**SELECTED EXTRACT:**

%%

Monday Morning Study Group

Don’t take anything for granted. We can learn new things like Zoom and technology can keep us connected from others near and far away. It’s different, but one can created new relationships with people you have never met in person using technology. The importance of working highspeed internet for all households. We’ve become a church without walls and there are benefits to online church for real people. It was important to use hard copy/paper communication with people without internet. Consistently doing in-depth assessment of who is connected and who is in danger of falling through the cracks was crucial. The deep importance of feeling community-but that takes work-and we have been willing to do that work. Being isolated gives us time to be reflective; we’re more capable of enduring isolation than we had imagined. Online giving is great and we hope it continues.

%%

**RECORD SET:**
%%

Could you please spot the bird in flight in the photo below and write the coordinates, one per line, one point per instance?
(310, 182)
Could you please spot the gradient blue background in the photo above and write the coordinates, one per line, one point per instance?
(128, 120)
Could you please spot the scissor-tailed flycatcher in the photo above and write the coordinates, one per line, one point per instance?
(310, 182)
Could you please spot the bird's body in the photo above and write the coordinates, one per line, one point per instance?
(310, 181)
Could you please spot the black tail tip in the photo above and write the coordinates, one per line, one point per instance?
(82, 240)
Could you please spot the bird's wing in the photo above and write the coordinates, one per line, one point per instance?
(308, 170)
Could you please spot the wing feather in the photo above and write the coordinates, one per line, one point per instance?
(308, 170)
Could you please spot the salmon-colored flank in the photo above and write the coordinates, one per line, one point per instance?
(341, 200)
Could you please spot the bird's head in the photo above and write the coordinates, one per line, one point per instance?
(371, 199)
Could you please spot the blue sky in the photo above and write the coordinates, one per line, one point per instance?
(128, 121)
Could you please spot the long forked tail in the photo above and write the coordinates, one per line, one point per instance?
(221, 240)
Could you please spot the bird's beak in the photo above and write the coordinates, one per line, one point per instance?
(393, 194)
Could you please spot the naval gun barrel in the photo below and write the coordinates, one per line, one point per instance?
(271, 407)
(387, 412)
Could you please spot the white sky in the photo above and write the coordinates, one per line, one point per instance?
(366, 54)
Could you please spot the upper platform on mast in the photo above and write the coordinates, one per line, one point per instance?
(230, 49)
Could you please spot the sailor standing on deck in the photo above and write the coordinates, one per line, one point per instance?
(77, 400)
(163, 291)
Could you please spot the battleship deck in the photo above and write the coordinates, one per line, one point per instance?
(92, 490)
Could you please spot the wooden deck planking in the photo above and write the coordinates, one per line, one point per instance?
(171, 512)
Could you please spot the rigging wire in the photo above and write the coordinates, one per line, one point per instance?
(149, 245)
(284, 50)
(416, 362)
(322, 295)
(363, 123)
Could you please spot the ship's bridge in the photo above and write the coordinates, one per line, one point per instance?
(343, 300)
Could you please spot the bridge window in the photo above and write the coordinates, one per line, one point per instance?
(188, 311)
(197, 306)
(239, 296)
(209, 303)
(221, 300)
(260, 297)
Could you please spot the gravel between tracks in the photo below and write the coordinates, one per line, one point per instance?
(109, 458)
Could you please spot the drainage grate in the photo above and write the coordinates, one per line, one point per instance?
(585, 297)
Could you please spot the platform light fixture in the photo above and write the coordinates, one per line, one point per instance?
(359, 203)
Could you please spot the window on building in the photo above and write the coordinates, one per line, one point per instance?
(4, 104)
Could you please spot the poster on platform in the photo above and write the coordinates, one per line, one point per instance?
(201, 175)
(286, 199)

%%

**WORK TO DO:** According to the Monday Morning Study Group text, what kind of communication was important for people without internet? The lines above aren't needed for what comes next.

**OUTPUT FOR THIS TASK:** Hard copy/paper communication.